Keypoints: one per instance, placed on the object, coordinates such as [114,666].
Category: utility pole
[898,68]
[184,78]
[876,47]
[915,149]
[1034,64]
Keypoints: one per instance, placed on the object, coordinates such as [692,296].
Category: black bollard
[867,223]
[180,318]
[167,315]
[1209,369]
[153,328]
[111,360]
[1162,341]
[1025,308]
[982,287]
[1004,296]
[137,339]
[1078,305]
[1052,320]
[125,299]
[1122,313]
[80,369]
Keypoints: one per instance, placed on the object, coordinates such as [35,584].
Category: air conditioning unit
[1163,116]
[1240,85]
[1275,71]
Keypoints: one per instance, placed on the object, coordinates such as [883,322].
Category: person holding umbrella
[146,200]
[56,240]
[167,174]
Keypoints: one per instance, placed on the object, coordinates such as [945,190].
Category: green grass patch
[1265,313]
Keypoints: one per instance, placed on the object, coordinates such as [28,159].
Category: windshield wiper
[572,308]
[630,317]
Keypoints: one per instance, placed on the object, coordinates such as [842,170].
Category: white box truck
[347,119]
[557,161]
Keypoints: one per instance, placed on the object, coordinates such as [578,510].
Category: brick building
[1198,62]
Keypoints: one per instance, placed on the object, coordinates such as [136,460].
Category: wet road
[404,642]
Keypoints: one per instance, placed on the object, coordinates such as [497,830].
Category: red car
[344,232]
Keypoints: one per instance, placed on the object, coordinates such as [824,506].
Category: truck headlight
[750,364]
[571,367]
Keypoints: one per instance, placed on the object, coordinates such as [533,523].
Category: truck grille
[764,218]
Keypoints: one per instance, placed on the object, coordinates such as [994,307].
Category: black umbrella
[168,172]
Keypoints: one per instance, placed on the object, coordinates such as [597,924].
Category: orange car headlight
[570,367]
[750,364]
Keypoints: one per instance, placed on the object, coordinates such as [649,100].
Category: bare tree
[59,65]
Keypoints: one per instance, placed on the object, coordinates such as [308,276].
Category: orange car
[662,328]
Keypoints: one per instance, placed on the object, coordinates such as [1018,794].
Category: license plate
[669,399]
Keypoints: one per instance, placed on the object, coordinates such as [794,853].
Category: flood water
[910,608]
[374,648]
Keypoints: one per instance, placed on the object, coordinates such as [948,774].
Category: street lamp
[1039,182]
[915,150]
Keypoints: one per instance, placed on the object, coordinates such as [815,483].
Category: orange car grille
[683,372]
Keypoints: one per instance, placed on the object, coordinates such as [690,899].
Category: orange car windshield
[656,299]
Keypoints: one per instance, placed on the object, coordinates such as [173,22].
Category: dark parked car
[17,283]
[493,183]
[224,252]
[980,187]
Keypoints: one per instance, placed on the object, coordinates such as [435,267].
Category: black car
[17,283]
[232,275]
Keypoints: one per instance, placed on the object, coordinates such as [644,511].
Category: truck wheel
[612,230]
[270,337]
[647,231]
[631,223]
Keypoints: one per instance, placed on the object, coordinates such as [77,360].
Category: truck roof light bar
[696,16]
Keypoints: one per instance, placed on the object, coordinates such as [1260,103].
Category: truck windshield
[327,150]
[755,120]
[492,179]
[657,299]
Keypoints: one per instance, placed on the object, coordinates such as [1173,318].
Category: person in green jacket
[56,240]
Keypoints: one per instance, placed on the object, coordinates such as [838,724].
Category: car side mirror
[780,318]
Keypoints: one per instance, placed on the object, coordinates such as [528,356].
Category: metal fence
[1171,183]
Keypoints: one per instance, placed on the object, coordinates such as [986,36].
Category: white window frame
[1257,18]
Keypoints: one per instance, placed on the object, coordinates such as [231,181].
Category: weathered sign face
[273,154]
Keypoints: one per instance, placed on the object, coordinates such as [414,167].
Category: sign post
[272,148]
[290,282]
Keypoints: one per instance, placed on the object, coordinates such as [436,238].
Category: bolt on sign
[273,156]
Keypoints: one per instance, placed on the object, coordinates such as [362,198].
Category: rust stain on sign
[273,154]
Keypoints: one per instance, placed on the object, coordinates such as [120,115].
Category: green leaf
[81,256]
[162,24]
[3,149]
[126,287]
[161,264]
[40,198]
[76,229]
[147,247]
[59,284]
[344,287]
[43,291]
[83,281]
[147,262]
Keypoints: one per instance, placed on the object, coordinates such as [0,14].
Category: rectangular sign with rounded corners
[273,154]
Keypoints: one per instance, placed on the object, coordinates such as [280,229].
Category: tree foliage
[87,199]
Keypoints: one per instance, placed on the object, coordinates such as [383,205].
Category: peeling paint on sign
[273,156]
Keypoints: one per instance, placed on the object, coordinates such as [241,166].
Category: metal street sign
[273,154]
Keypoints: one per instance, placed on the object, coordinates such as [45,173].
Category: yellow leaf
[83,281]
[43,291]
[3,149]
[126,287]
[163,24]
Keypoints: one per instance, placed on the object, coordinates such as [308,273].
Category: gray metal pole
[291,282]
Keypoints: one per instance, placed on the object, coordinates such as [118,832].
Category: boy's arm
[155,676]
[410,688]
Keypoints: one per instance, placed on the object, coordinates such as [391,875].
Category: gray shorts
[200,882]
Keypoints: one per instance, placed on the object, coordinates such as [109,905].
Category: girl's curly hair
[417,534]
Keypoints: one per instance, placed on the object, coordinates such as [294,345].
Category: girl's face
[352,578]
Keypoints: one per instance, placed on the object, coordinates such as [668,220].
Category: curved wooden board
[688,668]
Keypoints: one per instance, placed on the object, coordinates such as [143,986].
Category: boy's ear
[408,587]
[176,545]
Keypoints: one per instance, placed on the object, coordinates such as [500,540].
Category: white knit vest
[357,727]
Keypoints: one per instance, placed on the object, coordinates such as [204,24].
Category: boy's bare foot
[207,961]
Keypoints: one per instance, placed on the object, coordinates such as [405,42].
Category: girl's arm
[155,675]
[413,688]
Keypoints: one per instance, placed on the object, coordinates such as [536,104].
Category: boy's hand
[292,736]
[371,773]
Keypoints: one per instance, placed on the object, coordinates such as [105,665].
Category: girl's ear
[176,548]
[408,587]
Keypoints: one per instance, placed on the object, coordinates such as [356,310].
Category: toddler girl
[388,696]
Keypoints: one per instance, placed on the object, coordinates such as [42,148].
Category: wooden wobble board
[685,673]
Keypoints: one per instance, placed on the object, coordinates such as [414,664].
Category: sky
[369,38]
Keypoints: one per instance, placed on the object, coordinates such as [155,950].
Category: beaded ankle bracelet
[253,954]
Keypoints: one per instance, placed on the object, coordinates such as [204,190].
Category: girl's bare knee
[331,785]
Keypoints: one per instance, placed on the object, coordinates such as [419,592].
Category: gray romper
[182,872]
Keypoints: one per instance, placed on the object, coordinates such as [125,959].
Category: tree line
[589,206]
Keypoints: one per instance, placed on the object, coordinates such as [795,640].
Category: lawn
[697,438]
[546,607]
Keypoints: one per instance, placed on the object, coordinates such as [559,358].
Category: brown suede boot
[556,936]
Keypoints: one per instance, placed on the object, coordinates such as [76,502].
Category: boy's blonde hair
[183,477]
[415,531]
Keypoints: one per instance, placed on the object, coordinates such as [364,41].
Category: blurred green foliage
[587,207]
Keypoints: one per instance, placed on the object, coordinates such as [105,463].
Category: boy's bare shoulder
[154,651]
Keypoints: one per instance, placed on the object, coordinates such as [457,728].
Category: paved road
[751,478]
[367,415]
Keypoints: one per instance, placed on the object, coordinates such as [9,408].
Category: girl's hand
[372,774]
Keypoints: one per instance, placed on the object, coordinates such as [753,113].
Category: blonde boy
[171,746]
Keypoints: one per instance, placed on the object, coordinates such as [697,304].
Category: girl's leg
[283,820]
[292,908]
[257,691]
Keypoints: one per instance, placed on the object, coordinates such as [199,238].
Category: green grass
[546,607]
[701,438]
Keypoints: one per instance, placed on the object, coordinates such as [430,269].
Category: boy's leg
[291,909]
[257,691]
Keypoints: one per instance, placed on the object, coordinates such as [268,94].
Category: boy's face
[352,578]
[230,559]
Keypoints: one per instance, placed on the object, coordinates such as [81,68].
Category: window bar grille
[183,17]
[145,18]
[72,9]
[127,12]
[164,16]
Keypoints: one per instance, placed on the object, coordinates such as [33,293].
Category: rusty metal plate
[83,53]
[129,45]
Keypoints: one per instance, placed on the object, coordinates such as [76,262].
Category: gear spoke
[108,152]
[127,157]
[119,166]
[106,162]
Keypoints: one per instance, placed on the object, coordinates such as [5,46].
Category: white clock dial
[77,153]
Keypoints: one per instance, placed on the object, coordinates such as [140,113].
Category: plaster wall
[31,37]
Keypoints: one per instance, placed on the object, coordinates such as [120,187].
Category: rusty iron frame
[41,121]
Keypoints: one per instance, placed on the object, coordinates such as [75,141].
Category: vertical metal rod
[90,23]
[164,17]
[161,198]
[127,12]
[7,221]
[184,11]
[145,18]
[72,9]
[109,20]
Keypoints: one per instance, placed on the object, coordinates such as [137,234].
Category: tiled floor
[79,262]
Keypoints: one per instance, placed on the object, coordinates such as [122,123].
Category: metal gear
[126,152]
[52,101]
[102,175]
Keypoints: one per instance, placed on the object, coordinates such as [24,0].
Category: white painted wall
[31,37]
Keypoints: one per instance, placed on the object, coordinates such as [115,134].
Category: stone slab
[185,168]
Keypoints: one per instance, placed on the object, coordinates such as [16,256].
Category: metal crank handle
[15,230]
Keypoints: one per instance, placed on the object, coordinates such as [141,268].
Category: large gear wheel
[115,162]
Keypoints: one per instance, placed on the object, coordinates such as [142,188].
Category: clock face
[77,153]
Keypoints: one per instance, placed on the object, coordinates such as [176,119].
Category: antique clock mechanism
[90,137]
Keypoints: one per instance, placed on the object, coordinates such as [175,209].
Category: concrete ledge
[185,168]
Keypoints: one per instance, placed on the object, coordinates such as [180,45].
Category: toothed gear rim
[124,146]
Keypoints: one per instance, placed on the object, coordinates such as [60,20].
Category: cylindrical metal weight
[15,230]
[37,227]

========

What you need to do: Taking the line with "Category: clock face" as the first, copy every line through the end of the entries above exactly, with no others.

Solution to this problem:
Category: clock face
[77,153]
Keypoints: one per instance, placed on the object, coordinates such as [176,119].
Category: antique clock mechanism
[90,137]
Keypoints: one per instance, placed on the object, coordinates such as [175,209].
Category: concrete ledge
[185,168]
Keypoints: one per instance, placed on the object, coordinates such as [180,45].
Category: toothed gear rim
[124,146]
Keypoints: one per instance, placed on the object, coordinates such as [60,20].
Category: cylindrical metal weight
[15,230]
[37,227]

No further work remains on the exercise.